FRAGMENTO CITADO:

----

CORAZONES AFINES Y SIMILITUDES TOPOGRÁFICAS:
JULIO
CORTÁZAR Y GEORGES PEREC
El azar convoca series de
bifurcaciones a converger, súbitamente, en un punto significativo. Algo así
ocurre con todo tipo de cosas y quizás de un modo menos sorpresivo en
literaturas y lecturas afines. Es de esta manera que me encuentre leyendo a la
vez, en una suerte de carrera de obstáculos simultánea, Salvo el crepúsculo, de Julio Cortázar y Lo infraordinario de Georges Perec.
No se puede decir que sean
dos escritores iguales pero sí, en cuanto a mucha de la materia prima sobre la
que aplican sus escrituras, concurrentes:
el no rechazo de la experimentación, los mundos de lo urbano, la concepción de
la narrativa como puzle manipulable, el recurso natural al humor, las orfandades camufladas bajo las
pululaciones de lo moderno, el fenómeno del mundo como objeto profano y prismático
de la escritura….
En cuanto a las diferencias,
yo siempre he visto a Cortázar más denso, más propiamente literario que a Perec.
Al escritor polaco-francés lo contemplo como seguidor de inventivas o sistemas
literarios, reflector demasiado literal, a veces, de esa profusión de
apariencias que es la realidad cotidiana. Perec es un escritor topógrafo,
rastreador de espacios, o más exactamente, de articulaciones espaciales que
puebla con los personajes anónimos que constituyen la vecindad. El mundo supone
un mecano de cubículos combinables con una poética común. Una buena muestra de
ello es este libro, Lo infraordinario, en el que se reivindica un cambio en la ubicación de
nuestro visor de intereses. Más que las noticias de secuestros, accidentes o
devaluaciones económicas, lo que debiera resultar prioritario para la mayoría
de nosotros sería ese sustrato de la inmediatez que él llama lo infraordinario,
es decir, esa superficie de la realidad, ajena al espectáculo periodístico, en la que transcurre nuestra vida y donde sí
deviene el acontecimiento.

----

ENTRADAS:
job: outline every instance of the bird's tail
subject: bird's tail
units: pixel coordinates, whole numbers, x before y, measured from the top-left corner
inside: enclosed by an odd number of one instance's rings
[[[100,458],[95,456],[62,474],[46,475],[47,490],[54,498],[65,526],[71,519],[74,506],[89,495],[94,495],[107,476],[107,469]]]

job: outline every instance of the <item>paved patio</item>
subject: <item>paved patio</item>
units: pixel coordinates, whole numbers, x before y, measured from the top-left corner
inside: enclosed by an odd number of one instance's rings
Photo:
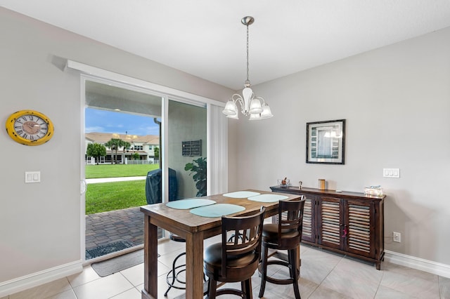
[[[139,207],[86,215],[86,249],[128,241],[143,244],[143,213]]]

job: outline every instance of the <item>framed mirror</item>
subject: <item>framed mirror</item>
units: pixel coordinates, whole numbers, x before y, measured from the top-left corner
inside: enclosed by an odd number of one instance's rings
[[[307,123],[307,163],[344,164],[345,119]]]

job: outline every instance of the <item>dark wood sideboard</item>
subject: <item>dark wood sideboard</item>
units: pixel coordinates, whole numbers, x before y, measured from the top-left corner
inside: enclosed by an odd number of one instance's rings
[[[380,269],[385,255],[385,195],[292,186],[270,189],[306,199],[302,243],[373,262]]]

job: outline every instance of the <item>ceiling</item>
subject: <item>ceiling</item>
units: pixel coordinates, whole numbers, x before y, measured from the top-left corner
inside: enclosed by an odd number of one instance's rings
[[[0,0],[233,90],[450,26],[449,0]]]

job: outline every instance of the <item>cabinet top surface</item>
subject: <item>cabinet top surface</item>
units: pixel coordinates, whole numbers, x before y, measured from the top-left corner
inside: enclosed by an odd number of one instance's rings
[[[298,187],[289,186],[288,187],[278,186],[272,186],[270,187],[272,191],[276,191],[278,192],[289,192],[294,194],[309,194],[314,195],[328,195],[335,197],[354,197],[354,198],[366,198],[368,199],[382,200],[386,195],[383,195],[382,197],[378,197],[371,195],[365,195],[362,192],[352,192],[349,191],[342,191],[337,192],[336,190],[321,190],[316,188],[305,188],[302,187],[299,189]]]

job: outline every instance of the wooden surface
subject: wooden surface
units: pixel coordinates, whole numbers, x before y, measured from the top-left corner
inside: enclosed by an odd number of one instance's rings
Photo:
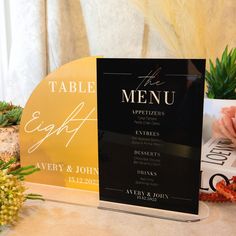
[[[17,225],[3,236],[236,235],[236,204],[208,204],[209,218],[195,223],[162,220],[52,201],[29,201]]]

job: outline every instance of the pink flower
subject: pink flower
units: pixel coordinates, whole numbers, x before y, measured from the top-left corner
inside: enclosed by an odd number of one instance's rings
[[[236,106],[224,107],[222,117],[213,123],[213,136],[228,138],[236,146]]]

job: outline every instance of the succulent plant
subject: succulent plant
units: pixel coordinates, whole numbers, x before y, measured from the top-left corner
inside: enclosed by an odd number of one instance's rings
[[[236,48],[228,52],[225,48],[221,59],[216,58],[215,65],[210,62],[210,71],[206,71],[207,97],[215,99],[236,99]]]
[[[25,194],[26,187],[22,182],[26,175],[39,169],[35,166],[26,166],[12,171],[10,166],[15,162],[15,158],[8,162],[0,160],[0,227],[16,221],[19,211],[27,199],[44,200],[39,194]]]
[[[0,127],[18,125],[21,120],[23,108],[11,103],[0,101]]]

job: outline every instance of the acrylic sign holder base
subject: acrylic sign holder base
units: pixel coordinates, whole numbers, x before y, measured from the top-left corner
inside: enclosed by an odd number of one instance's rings
[[[111,211],[125,212],[143,216],[156,217],[160,219],[175,220],[181,222],[195,222],[206,219],[209,216],[209,207],[203,203],[199,202],[199,214],[189,214],[176,211],[167,211],[162,209],[147,208],[141,206],[134,206],[121,203],[113,203],[107,201],[100,201],[100,209],[106,209]]]
[[[37,184],[31,182],[26,182],[25,185],[28,188],[28,192],[41,194],[43,195],[43,198],[48,201],[98,207],[99,209],[138,214],[182,222],[195,222],[206,219],[209,216],[209,208],[203,202],[199,202],[199,214],[194,215],[128,204],[99,201],[99,194],[92,191],[65,188],[46,184]]]

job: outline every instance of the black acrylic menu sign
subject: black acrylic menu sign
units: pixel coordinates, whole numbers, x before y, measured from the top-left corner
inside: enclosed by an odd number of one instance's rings
[[[97,59],[100,200],[198,214],[205,60]]]

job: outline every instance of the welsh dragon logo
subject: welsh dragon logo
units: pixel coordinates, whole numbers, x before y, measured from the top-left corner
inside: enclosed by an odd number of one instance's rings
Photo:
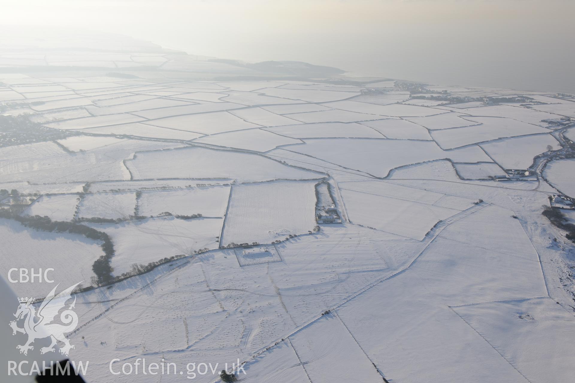
[[[60,321],[64,324],[53,322],[56,320],[60,310],[66,307],[66,301],[72,298],[72,291],[81,282],[78,282],[75,285],[68,287],[57,295],[55,295],[56,289],[60,284],[56,285],[44,299],[37,313],[32,304],[33,300],[32,298],[29,298],[26,300],[20,300],[20,305],[18,307],[16,314],[14,314],[16,320],[10,321],[9,323],[10,327],[12,328],[13,335],[21,332],[28,336],[28,340],[25,343],[16,346],[16,348],[20,351],[20,354],[28,355],[29,350],[34,350],[34,346],[32,346],[32,343],[35,340],[48,337],[51,339],[52,343],[48,347],[41,348],[41,354],[54,352],[55,351],[54,346],[56,345],[57,342],[64,343],[64,346],[59,350],[60,353],[62,355],[67,356],[70,349],[75,348],[64,334],[73,331],[78,326],[78,315],[72,311],[76,304],[75,295],[72,304],[60,315]],[[17,323],[22,319],[24,327],[18,327]]]

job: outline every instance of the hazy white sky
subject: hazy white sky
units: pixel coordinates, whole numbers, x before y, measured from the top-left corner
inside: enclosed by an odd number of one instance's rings
[[[3,2],[5,3],[5,2]],[[575,92],[574,0],[28,0],[0,23],[438,83]]]

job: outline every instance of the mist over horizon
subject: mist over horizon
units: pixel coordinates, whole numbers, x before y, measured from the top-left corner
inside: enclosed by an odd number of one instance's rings
[[[56,0],[9,4],[7,28],[89,29],[191,55],[292,60],[429,83],[575,92],[565,0]]]

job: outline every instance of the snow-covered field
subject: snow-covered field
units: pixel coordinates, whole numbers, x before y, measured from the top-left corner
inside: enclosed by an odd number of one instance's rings
[[[575,196],[575,159],[552,161],[546,167],[543,175],[559,191]]]
[[[0,135],[0,271],[92,287],[67,335],[87,381],[133,381],[110,361],[141,358],[183,373],[154,383],[238,359],[253,383],[573,381],[575,247],[541,214],[575,198],[572,97],[127,37],[6,47],[0,65],[33,70],[0,73],[0,123],[29,119]]]
[[[222,245],[266,243],[313,230],[315,184],[277,181],[232,186]]]
[[[557,150],[561,148],[551,134],[503,138],[480,146],[504,169],[527,169],[536,156],[549,149]]]
[[[144,191],[138,199],[138,215],[158,215],[168,212],[178,215],[223,217],[229,189],[228,185]]]

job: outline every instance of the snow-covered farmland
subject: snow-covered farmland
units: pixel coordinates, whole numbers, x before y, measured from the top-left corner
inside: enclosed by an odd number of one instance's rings
[[[79,218],[125,219],[136,215],[136,194],[90,193],[82,198],[78,208]]]
[[[388,138],[431,140],[431,137],[424,127],[404,119],[389,118],[364,121],[362,124],[373,128]]]
[[[558,160],[549,163],[543,175],[562,193],[575,198],[575,159]]]
[[[0,173],[5,182],[127,180],[130,179],[130,173],[123,161],[135,152],[180,146],[129,140],[76,153],[66,153],[52,142],[6,146],[0,148]]]
[[[531,381],[570,381],[573,316],[550,298],[469,304],[454,311]],[[536,346],[535,346],[536,345]],[[534,347],[534,346],[535,346]]]
[[[200,137],[194,142],[260,152],[267,152],[281,145],[302,142],[299,140],[272,133],[274,131],[259,129],[229,131]]]
[[[227,111],[168,117],[155,119],[148,123],[161,127],[170,127],[204,134],[213,134],[260,126],[245,121]]]
[[[354,122],[356,121],[379,119],[384,118],[382,116],[375,114],[357,113],[356,112],[350,112],[339,109],[293,113],[288,115],[288,116],[290,118],[308,123],[315,122]]]
[[[190,255],[218,247],[221,218],[179,219],[172,216],[119,223],[86,223],[112,238],[116,253],[114,275],[130,271],[134,264],[147,265],[172,256]]]
[[[467,180],[487,180],[495,176],[506,176],[497,164],[478,163],[477,164],[455,164],[459,176]]]
[[[193,131],[160,127],[154,125],[135,122],[120,125],[102,126],[101,127],[91,127],[82,129],[83,132],[101,134],[125,134],[136,137],[151,137],[155,138],[166,138],[168,140],[190,140],[203,136],[201,133]]]
[[[354,223],[421,241],[438,221],[457,214],[454,209],[407,201],[363,191],[342,189]],[[417,217],[415,218],[415,217]]]
[[[137,122],[144,119],[141,117],[125,113],[74,118],[64,121],[51,122],[47,123],[46,126],[57,129],[83,129],[86,127],[97,127],[107,125],[117,125],[129,122]]]
[[[138,215],[155,216],[168,212],[178,215],[223,217],[229,189],[230,186],[225,185],[143,191],[138,198]]]
[[[497,163],[504,169],[527,169],[533,164],[533,158],[561,146],[551,134],[538,134],[503,138],[481,144]]]
[[[415,105],[402,105],[401,104],[376,105],[366,102],[351,100],[330,102],[326,105],[335,109],[392,117],[416,117],[446,113],[444,110]]]
[[[109,145],[117,144],[125,141],[125,139],[115,137],[94,137],[90,136],[75,136],[65,140],[60,140],[58,142],[66,147],[70,152],[85,152]]]
[[[356,122],[318,122],[317,123],[276,126],[267,130],[282,136],[287,136],[295,138],[323,138],[325,137],[381,138],[384,137],[375,129]]]
[[[48,216],[52,220],[72,220],[80,202],[78,194],[43,195],[22,213],[22,215]]]
[[[94,275],[92,264],[103,254],[99,243],[82,235],[36,230],[10,219],[0,219],[0,270],[5,277],[13,268],[33,268],[36,272],[51,268],[54,270],[48,275],[55,283],[86,281],[86,286]],[[19,296],[43,297],[49,292],[45,283],[11,284]]]
[[[229,113],[248,122],[265,127],[302,123],[297,120],[289,118],[289,116],[276,114],[262,108],[238,109]]]
[[[2,118],[31,121],[0,134],[5,268],[95,284],[101,243],[16,222],[34,215],[107,233],[113,276],[166,262],[76,295],[87,380],[131,382],[114,358],[193,355],[247,361],[254,383],[570,382],[574,250],[541,212],[553,186],[573,189],[557,160],[572,97],[114,36],[0,44],[0,64],[28,67],[0,73]],[[539,155],[528,179],[487,179]]]
[[[405,119],[431,130],[469,126],[479,123],[467,119],[468,118],[469,116],[462,115],[461,113],[444,113],[427,117],[408,117]]]
[[[306,141],[289,150],[346,168],[385,177],[395,168],[441,158],[454,162],[489,161],[477,146],[443,150],[432,141],[373,139],[324,139]]]
[[[323,176],[258,154],[204,148],[143,152],[125,163],[133,179],[232,178],[240,182],[251,182],[277,179],[312,179]]]
[[[502,137],[526,136],[547,133],[547,129],[499,117],[470,117],[481,125],[465,127],[434,130],[431,137],[443,149],[463,146],[470,144],[482,142]]]
[[[221,244],[269,243],[313,230],[315,185],[282,181],[233,185]]]

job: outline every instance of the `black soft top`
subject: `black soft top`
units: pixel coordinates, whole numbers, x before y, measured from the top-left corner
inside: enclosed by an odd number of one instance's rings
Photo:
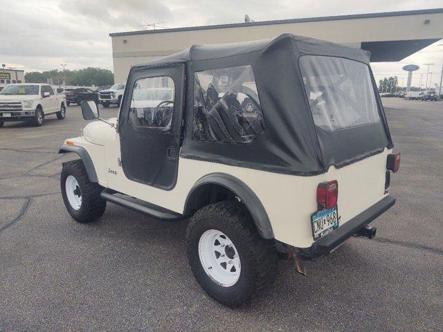
[[[189,61],[222,59],[235,55],[246,55],[258,51],[264,51],[266,48],[271,48],[274,43],[278,42],[281,39],[292,40],[300,55],[307,54],[324,55],[346,57],[360,62],[369,63],[370,53],[360,48],[353,48],[329,42],[285,33],[275,38],[251,42],[193,45],[189,48],[177,53],[132,66],[162,66]]]
[[[379,122],[333,133],[320,132],[316,127],[299,66],[299,59],[304,55],[345,58],[369,67],[370,54],[359,48],[284,34],[253,42],[195,45],[134,66],[132,72],[150,67],[185,66],[186,129],[182,158],[310,176],[324,173],[331,165],[339,168],[380,153],[385,147],[391,148],[389,129],[372,72],[381,118]],[[246,65],[253,71],[266,130],[248,144],[192,139],[194,73]]]

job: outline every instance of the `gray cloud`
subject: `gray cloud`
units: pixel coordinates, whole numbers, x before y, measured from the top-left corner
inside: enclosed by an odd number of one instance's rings
[[[267,21],[438,8],[441,0],[0,0],[0,62],[43,70],[60,68],[62,62],[71,69],[112,69],[109,33],[142,30],[145,21],[195,26],[242,22],[246,13],[255,21]],[[440,56],[436,46],[417,55],[411,61]],[[386,71],[389,66],[395,71],[401,68],[399,64],[375,68]]]

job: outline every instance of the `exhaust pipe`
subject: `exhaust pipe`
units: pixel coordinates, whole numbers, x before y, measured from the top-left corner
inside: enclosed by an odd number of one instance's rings
[[[375,232],[377,232],[376,227],[368,227],[365,226],[360,228],[359,231],[355,233],[356,237],[367,237],[368,239],[372,239],[375,237]]]

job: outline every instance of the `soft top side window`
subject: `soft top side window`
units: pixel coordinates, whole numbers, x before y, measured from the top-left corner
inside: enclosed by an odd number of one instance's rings
[[[251,66],[194,73],[193,140],[247,144],[264,129]]]
[[[317,127],[335,131],[380,120],[366,64],[342,57],[304,55],[300,68]]]
[[[135,127],[170,130],[175,85],[168,76],[137,80],[132,90],[129,120]]]

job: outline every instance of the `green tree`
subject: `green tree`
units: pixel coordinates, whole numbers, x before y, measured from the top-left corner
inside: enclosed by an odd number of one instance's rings
[[[93,67],[77,71],[66,70],[64,74],[63,71],[56,69],[42,73],[32,71],[26,73],[25,80],[28,83],[46,83],[48,80],[52,80],[54,84],[58,85],[63,83],[64,75],[66,76],[66,85],[100,86],[114,84],[114,75],[111,71]]]

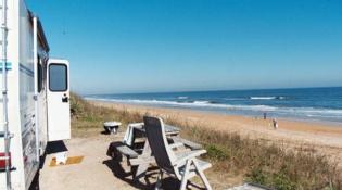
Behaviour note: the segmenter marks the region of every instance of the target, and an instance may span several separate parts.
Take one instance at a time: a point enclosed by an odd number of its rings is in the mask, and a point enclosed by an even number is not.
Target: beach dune
[[[183,109],[164,109],[144,105],[131,105],[105,101],[90,101],[100,106],[127,110],[173,117],[199,127],[206,127],[223,132],[238,132],[248,138],[286,144],[287,148],[306,149],[315,153],[329,155],[342,163],[342,126],[332,124],[277,119],[279,128],[273,127],[273,121],[261,117],[226,115],[212,112],[198,112]]]

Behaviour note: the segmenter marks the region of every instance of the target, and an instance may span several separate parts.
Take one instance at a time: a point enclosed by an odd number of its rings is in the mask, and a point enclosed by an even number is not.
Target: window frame
[[[43,90],[43,68],[40,56],[38,55],[37,63],[37,92],[40,93]]]
[[[50,72],[50,67],[51,66],[64,66],[65,67],[65,88],[63,90],[53,90],[51,89],[51,72]],[[68,71],[67,71],[67,65],[63,64],[63,63],[50,63],[49,64],[49,90],[52,92],[65,92],[68,90]]]

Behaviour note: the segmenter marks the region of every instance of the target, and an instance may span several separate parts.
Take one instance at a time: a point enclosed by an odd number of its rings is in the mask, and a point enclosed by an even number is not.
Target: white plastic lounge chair
[[[188,181],[197,175],[200,176],[205,188],[211,190],[212,187],[203,170],[210,168],[212,164],[197,159],[206,151],[195,150],[176,154],[167,142],[163,121],[159,117],[144,116],[143,122],[152,154],[161,169],[155,189],[161,185],[163,173],[167,173],[181,181],[180,190],[185,190]]]

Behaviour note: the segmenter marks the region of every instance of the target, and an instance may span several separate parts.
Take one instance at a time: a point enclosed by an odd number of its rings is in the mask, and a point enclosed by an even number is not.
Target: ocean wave
[[[275,111],[276,107],[268,105],[231,105],[223,104],[216,101],[165,101],[165,100],[137,100],[137,99],[97,99],[86,98],[88,100],[100,100],[118,103],[135,103],[135,104],[155,104],[155,105],[173,105],[173,106],[186,106],[186,107],[211,107],[211,109],[224,109],[224,110],[253,110],[253,111]]]
[[[284,100],[286,97],[250,97],[251,100]]]
[[[159,106],[189,107],[189,109],[216,109],[220,111],[248,111],[253,113],[267,112],[281,115],[297,115],[306,117],[334,117],[342,118],[342,110],[317,109],[317,107],[279,107],[269,105],[241,105],[241,104],[223,104],[211,101],[164,101],[164,100],[136,100],[136,99],[99,99],[86,98],[88,100],[110,101],[117,103],[132,103]]]

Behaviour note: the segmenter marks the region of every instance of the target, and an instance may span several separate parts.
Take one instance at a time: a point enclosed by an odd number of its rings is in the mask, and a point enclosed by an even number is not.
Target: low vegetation
[[[73,130],[98,128],[107,119],[124,124],[142,121],[142,113],[96,106],[75,94],[71,102]],[[179,118],[164,117],[164,121],[181,127],[182,137],[204,144],[207,150],[204,159],[213,163],[217,175],[242,175],[245,181],[279,190],[342,189],[337,164],[314,150],[286,149],[286,145],[210,130]]]

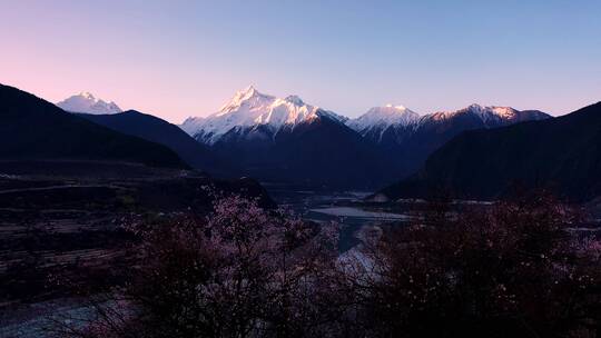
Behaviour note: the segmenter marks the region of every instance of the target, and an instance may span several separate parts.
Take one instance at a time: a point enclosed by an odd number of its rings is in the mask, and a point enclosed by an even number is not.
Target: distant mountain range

----

TAREAS ESCRITAS:
[a] Reescribe el fragmento sobre Cortázar y Perec entre "CORAZONES AFINES Y" y "de Georges Perec.", ambos incluidos, cambiando "obstáculos" por "vallas".
[b] Localiza y copia cada línea de las filas que contenga la cadena "surface".

SOLUCIONES COMPLETAS:
[a]
CORAZONES AFINES Y SIMILITUDES TOPOGRÁFICAS:
JULIO
CORTÁZAR Y GEORGES PEREC
El azar convoca series de
bifurcaciones a converger, súbitamente, en un punto significativo. Algo así
ocurre con todo tipo de cosas y quizás de un modo menos sorpresivo en
literaturas y lecturas afines. Es de esta manera que me encuentre leyendo a la
vez, en una suerte de carrera de vallas simultánea, Salvo el crepúsculo, de Julio Cortázar y Lo infraordinario de Georges Perec.

[b]
job: outline every instance of the <item>cabinet top surface</item>
subject: <item>cabinet top surface</item>
job: outline every instance of the wooden surface
subject: wooden surface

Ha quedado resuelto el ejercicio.